Extract provided -
Shopping for my kids gives me the perception that I’m getting stuff done. The act of buying clothing is something tangible that can go on a list — and be checked off. In motherhood, there are so many things that need taking care of but are unquantifiable. You can’t check off “spending more quality time together that doesn’t involve nagging.” But if the baby needs pajamas? A little online surfing with my laptop in bed and … check! How satisfying.
Such satisfaction helps explain why I get some retail therapy out of the experience, too. Shopping for my kids is unadulterated by any feelings I have when I shop for myself: the haunting thoughts of “do these jeans make my butt look too fat?” or “does this shirt make my stomach stick out?” It is the only time in my life in which I reap true vicarious pleasure; I get all the upside of buying something new (feeling refreshed and rejuvenated) without any buyer’s remorse.
And then, of course, the clothes themselves take on an identity and become a part of the family. From the lowliest sweat socks to the velvet and tulle party frock (now outgrown by my daughter but still visited by me, not infrequently, in the storage closet), I harbor a deep affection for nearly every item in my children’s wardrobes. Case in point: when my second son was born, I sat down on the floor and pulled out each stored piece of clothing from my first son’s early months. “Oh, hello. I remember you,” I said to a delicious blue-and-white-striped jersey with a grey elephant crocheted to the front. “I saw you in a catalogue. You were a little pricey, but I was so happy I succumbed and ordered you. I put you on my son and you just radiated ‘boy’ and ‘handsome’ and ‘stylish’ without being ridiculous baby hipster.'”

What the task asks -
Can you carry on the piece about shopping for children's clothes, starting right after its last sentence?

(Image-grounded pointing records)
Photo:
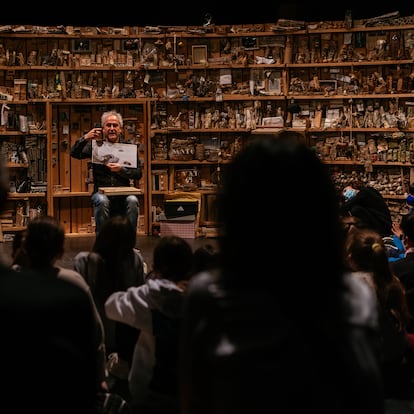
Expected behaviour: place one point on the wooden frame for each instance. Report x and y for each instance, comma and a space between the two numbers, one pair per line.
81, 46
199, 54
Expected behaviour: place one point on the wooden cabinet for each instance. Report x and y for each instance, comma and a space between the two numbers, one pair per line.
193, 96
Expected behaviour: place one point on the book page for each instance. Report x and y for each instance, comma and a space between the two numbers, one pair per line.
104, 152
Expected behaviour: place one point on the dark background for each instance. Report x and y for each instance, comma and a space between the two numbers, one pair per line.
179, 12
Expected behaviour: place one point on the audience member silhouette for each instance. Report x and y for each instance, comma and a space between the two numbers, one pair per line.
114, 264
366, 257
155, 309
367, 204
404, 267
43, 245
279, 326
48, 343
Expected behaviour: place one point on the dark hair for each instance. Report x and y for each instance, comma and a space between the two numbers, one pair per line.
116, 238
173, 258
407, 225
44, 241
278, 204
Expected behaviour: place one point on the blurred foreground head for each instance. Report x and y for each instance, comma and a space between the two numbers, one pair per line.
279, 206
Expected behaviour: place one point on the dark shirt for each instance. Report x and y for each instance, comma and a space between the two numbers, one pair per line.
102, 175
404, 270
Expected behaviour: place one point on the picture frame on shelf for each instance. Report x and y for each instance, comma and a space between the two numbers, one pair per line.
81, 46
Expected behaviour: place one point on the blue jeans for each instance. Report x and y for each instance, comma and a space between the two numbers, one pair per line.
105, 207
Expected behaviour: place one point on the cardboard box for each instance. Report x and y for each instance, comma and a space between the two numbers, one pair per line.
184, 229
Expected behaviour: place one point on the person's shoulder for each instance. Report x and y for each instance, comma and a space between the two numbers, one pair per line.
72, 276
202, 284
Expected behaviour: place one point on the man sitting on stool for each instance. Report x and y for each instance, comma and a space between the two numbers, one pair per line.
110, 174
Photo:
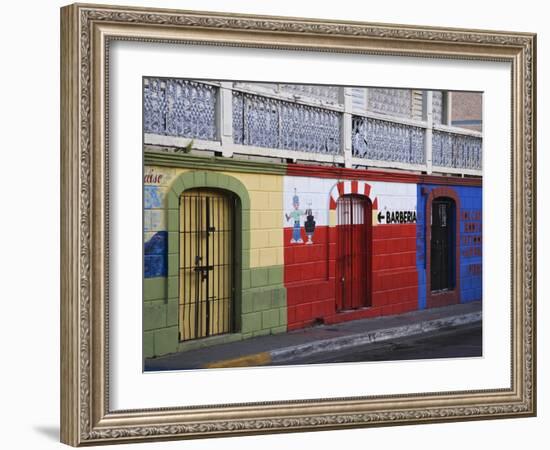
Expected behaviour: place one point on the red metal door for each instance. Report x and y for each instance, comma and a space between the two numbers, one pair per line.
353, 252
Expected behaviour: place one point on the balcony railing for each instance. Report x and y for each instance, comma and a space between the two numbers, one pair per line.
318, 125
267, 122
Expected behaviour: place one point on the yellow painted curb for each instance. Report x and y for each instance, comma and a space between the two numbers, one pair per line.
257, 359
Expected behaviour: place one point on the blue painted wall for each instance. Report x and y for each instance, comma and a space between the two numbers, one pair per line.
155, 262
155, 249
470, 221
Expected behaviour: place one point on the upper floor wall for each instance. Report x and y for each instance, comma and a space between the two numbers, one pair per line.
353, 127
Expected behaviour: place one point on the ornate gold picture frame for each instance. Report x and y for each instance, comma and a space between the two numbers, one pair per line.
87, 33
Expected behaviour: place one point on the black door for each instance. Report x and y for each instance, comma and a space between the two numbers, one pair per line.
442, 245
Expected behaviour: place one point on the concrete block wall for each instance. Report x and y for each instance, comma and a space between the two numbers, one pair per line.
261, 297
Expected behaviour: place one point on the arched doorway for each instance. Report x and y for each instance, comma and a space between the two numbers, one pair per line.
353, 280
206, 263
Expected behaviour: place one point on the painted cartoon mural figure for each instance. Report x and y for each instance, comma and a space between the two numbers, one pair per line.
309, 225
295, 216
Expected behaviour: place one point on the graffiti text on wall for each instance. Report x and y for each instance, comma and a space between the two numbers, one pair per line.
471, 239
389, 217
152, 178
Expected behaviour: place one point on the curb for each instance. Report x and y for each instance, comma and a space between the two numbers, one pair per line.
284, 355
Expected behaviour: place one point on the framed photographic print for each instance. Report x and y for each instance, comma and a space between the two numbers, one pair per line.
276, 224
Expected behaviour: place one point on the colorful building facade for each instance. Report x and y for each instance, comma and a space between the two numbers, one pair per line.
309, 245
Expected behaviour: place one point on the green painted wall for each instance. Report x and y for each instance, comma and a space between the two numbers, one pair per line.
260, 297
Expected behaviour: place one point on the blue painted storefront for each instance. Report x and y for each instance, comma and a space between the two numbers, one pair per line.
470, 222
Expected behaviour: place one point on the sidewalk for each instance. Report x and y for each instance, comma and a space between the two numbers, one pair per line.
282, 348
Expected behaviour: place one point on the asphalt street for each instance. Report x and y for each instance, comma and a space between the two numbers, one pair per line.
460, 342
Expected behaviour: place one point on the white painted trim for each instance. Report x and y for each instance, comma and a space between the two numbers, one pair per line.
260, 91
457, 130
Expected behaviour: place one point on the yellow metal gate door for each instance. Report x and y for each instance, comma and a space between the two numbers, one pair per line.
206, 264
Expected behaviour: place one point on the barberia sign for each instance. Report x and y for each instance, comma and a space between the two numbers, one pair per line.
391, 217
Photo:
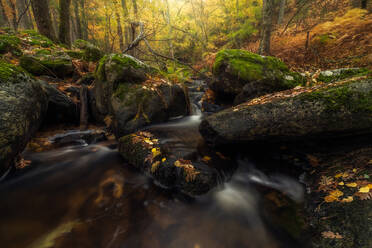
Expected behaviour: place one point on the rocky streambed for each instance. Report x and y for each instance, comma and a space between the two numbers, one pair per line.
317, 133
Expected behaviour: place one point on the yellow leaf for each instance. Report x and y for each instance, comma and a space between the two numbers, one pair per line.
206, 159
348, 199
364, 189
337, 193
352, 185
155, 152
330, 198
154, 166
338, 175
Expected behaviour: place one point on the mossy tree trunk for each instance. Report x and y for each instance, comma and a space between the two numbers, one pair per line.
267, 12
43, 18
77, 20
64, 22
4, 20
24, 14
120, 32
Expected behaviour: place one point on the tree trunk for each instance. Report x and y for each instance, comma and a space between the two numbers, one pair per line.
23, 10
364, 4
267, 7
281, 11
43, 19
135, 9
84, 22
4, 21
120, 32
77, 20
13, 11
84, 108
64, 22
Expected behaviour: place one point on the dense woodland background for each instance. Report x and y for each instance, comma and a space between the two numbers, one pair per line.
300, 32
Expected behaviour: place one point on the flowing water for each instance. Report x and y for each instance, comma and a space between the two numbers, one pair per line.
83, 195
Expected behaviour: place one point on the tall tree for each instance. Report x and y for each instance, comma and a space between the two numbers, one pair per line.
267, 10
364, 4
43, 19
281, 11
24, 14
77, 19
64, 22
120, 32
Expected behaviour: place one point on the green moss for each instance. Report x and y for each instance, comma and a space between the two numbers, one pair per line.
342, 97
46, 66
9, 72
246, 65
36, 39
43, 52
75, 54
344, 74
10, 43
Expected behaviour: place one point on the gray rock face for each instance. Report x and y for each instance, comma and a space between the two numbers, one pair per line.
23, 104
122, 93
240, 76
333, 110
61, 109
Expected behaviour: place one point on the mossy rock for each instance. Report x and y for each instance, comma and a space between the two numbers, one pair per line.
36, 39
90, 51
339, 109
23, 104
340, 74
240, 75
10, 43
48, 65
76, 54
41, 52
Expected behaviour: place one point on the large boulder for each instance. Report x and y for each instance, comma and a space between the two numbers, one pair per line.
54, 66
125, 92
341, 108
240, 75
90, 51
146, 152
61, 109
23, 104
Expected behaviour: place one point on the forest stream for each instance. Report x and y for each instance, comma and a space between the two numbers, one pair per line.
85, 195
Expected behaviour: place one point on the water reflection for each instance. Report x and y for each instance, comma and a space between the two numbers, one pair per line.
84, 196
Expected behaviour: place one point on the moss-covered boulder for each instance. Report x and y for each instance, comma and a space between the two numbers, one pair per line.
61, 108
90, 51
55, 66
23, 104
124, 91
144, 151
241, 75
10, 43
341, 108
33, 38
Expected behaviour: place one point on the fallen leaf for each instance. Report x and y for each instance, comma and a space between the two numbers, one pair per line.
331, 235
347, 199
351, 185
364, 189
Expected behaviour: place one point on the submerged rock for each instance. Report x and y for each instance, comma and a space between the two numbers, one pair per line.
61, 109
47, 65
240, 75
343, 108
124, 92
23, 104
145, 152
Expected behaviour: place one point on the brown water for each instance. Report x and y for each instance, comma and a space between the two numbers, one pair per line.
86, 196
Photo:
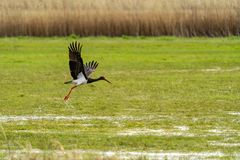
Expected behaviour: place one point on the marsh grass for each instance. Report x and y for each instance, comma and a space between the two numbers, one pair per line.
161, 84
119, 17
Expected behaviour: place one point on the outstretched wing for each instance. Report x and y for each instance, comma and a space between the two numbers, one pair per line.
90, 67
75, 60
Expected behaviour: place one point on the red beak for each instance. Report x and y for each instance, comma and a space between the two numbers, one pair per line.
107, 80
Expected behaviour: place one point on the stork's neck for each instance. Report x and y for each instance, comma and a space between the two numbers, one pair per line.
91, 80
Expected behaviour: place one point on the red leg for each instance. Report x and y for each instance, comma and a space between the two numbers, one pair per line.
67, 96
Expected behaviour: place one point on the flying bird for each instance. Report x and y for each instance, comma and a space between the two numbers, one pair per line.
80, 72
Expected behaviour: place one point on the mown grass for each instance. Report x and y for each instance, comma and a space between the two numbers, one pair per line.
158, 83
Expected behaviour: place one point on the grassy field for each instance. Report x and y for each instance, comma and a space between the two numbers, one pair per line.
169, 95
119, 17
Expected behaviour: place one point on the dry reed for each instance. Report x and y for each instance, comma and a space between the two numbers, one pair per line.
119, 17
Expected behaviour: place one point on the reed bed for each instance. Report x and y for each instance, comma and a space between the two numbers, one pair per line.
119, 17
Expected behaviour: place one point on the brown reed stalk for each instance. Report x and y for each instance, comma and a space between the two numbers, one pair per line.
119, 17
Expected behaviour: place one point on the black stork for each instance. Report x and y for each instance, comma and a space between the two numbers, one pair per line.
80, 72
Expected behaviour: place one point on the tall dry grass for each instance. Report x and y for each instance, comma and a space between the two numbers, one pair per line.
119, 17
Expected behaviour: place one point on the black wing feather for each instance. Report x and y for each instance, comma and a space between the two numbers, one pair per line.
75, 60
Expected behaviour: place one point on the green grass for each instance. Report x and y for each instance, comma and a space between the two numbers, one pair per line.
161, 83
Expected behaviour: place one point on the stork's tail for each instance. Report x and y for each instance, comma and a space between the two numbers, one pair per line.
67, 82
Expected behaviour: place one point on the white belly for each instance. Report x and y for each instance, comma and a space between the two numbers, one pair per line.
81, 79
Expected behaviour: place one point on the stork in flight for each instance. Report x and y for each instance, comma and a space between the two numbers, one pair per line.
80, 72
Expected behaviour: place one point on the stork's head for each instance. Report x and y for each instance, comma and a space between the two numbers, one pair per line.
103, 78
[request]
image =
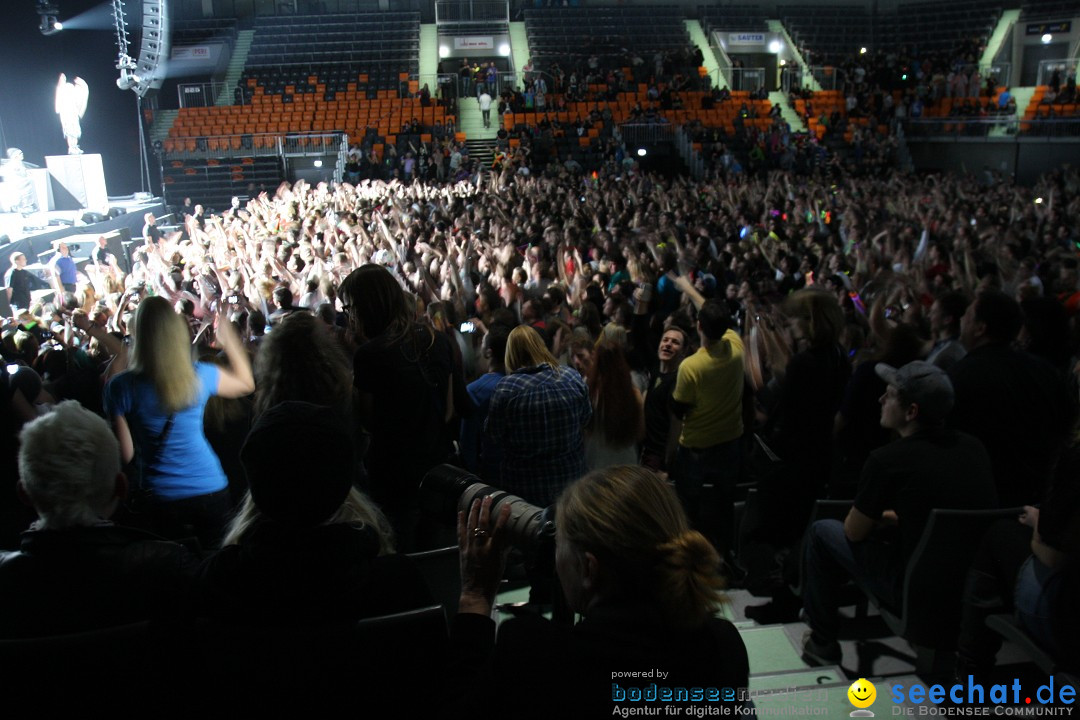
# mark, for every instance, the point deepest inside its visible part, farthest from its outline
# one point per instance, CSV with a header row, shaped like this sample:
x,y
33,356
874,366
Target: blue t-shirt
x,y
186,465
66,268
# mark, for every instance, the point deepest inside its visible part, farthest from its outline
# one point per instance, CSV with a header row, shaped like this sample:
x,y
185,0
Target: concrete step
x,y
787,112
162,123
699,38
779,28
518,45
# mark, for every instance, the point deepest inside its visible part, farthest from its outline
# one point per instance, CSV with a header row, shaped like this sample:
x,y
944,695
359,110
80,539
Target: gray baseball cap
x,y
925,384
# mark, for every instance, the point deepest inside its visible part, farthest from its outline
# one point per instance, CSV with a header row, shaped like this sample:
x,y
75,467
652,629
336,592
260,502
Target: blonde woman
x,y
647,587
157,410
538,417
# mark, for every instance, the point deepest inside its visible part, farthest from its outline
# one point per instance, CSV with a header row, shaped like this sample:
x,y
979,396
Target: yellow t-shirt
x,y
711,381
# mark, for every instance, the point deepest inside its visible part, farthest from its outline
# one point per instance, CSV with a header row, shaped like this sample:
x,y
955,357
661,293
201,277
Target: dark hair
x,y
616,409
377,302
283,297
715,318
300,361
1000,314
496,338
954,304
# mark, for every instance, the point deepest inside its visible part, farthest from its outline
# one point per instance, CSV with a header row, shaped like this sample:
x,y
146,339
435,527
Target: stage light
x,y
50,25
126,79
49,12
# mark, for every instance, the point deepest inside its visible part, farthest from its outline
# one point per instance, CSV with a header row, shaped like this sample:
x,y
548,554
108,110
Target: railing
x,y
200,94
746,78
1063,66
262,145
1001,72
1051,127
959,126
472,11
638,133
723,60
692,159
447,82
826,76
341,159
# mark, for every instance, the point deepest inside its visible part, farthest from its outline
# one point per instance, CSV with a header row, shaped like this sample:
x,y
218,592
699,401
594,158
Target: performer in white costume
x,y
70,106
16,191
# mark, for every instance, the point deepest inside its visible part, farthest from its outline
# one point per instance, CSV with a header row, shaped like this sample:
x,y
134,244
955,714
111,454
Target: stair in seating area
x,y
787,112
162,123
482,151
237,64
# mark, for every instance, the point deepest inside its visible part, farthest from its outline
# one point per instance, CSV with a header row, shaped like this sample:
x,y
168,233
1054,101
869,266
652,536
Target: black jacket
x,y
91,578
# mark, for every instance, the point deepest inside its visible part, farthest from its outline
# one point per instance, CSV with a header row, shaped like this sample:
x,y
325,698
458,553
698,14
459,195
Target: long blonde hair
x,y
525,348
635,526
161,352
356,507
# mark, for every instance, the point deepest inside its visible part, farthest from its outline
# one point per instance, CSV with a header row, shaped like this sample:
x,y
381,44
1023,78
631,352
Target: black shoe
x,y
818,652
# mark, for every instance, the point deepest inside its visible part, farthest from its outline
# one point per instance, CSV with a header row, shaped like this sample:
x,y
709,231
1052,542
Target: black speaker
x,y
153,49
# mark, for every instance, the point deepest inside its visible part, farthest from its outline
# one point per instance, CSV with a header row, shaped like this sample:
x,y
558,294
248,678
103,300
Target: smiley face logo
x,y
862,693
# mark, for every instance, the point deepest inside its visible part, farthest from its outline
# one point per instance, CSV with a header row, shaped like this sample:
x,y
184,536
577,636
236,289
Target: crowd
x,y
775,328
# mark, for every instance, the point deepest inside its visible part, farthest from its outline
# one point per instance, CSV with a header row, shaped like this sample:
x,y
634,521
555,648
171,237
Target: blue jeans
x,y
1037,589
717,465
831,560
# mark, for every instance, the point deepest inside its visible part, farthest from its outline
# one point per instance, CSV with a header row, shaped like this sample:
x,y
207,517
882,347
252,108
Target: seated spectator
x,y
1015,403
930,466
307,547
76,570
537,418
618,420
646,584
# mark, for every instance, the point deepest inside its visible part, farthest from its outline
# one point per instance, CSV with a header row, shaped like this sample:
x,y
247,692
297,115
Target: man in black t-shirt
x,y
21,282
661,438
100,254
929,466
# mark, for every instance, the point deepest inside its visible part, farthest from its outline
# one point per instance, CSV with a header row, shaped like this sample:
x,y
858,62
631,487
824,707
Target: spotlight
x,y
49,24
127,80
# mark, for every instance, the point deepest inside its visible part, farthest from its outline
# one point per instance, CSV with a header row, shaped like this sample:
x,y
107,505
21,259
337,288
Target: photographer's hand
x,y
483,553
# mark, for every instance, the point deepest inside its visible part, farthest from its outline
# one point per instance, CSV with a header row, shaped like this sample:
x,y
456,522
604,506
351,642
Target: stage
x,y
35,234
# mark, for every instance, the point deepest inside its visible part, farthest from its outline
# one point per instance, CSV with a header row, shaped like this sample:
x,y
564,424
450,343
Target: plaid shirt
x,y
538,417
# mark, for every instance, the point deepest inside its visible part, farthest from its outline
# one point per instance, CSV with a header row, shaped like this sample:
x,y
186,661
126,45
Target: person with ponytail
x,y
647,588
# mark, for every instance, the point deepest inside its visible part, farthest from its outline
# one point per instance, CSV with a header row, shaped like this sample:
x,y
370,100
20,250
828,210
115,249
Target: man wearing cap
x,y
929,466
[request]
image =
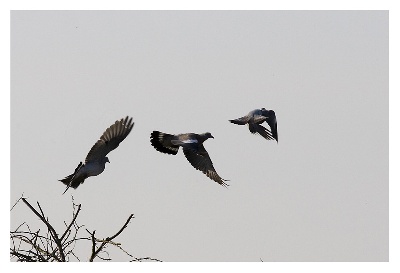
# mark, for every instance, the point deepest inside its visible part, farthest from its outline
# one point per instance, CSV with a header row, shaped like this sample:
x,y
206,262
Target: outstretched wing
x,y
110,139
264,132
201,161
241,121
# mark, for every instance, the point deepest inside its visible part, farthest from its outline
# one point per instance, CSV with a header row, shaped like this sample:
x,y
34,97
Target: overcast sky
x,y
321,194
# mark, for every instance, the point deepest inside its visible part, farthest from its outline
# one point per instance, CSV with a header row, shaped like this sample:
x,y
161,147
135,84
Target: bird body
x,y
96,159
193,149
255,118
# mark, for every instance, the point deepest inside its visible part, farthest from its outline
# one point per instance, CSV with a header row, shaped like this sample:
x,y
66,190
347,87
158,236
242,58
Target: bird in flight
x,y
96,159
254,119
193,149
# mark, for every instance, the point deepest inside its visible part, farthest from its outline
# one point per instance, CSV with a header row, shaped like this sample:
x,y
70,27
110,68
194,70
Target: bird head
x,y
208,135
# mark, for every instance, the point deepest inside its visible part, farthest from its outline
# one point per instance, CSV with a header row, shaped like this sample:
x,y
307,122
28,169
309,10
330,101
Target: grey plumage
x,y
96,159
254,119
193,149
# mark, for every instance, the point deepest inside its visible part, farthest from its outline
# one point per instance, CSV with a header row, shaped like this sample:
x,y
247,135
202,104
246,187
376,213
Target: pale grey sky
x,y
321,194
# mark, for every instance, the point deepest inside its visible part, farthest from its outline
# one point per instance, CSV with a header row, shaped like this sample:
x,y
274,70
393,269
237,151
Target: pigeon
x,y
96,159
193,149
254,119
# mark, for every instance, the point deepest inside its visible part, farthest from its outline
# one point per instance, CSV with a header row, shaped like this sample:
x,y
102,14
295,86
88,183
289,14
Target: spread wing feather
x,y
201,161
110,139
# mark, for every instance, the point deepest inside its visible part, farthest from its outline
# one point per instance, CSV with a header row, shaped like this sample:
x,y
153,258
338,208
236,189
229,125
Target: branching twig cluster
x,y
48,246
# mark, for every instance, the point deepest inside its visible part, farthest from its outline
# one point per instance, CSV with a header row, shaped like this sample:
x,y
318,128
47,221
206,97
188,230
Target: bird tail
x,y
162,143
238,121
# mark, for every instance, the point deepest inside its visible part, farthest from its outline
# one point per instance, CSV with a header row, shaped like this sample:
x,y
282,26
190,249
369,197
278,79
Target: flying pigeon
x,y
96,159
254,119
192,145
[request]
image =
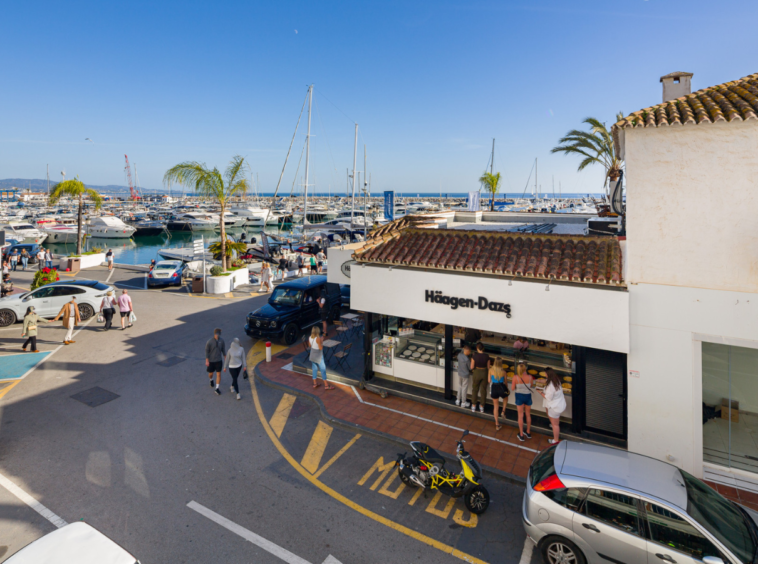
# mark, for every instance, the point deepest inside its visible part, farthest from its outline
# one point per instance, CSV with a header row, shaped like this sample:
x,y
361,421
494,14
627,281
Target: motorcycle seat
x,y
429,454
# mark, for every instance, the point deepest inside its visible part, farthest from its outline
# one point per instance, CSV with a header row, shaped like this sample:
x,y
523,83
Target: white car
x,y
77,543
50,298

Exercise result -
Sifting through these clothes and buying new ones remind me of how good it feels to be a mother. Unlike standing in the kitchen for an hour at dinner time like a short-order cook, with everyone hungry and tired and whining and asking (ahem, demanding) for things at the same time, shopping is fun. Rifling through the sale rack for three different sizes in the children’s section of a department store pushes a button deep inside me marked “primitive feeling of nurturing and providing for my brood.” And as throwback as this might be, I always take the time to pause for a beat and subtly acknowledge a great pride in being a mother and having children to provide for in this basic kind of way.
And I’m not alone in thinking this, which is comforting. A wealthy cousin of my husband’s used to live in our neighborhood. Every couple months or so she would drop off four or five shopping bags of her daughters’ old clothes for my little girl. Not everything was my style (string bikini for a four-year-old? No thank you). Nor was it my daughter’s style; much of the clothes were meant to offset a quirky, dark-haired, olive-skinned little girl with a penchant for all things camouflage, black, and motorcycle, while my daughter is a dirty blonde, skinny wisp of a thing with a left-cheek dimple and strong dash of femininity. But you better believe that every single item was beautiful.
I recall a deep teal, crushed velvet, boho-chic three-piece outfit: tiered skirt, camisole, and bolero. My daughter loved it so much she wore it everywhere: in her playroom, to the synagogue, at the park, in bed. I told my husband’s cousin about my daughter’s obsession with the outfit and asked her where she had found it. After telling me, she added, “I work very hard at buying my kids clothes,” with no hint of irony.
At the time, I found her comment over the top. I’ve since reconsidered. After all, don’t I think the same way? My love of shopping for clothes for my children is ultimately and simply about my ineffable, immutable, undying love for these little people who are of me but not me. I think she was trying to say the same: it all comes down to love. Maybe part of clothes shopping for our kids is narcissism, but mostly it is just about giving our children beautiful things with which to present themselves to the world. I get it.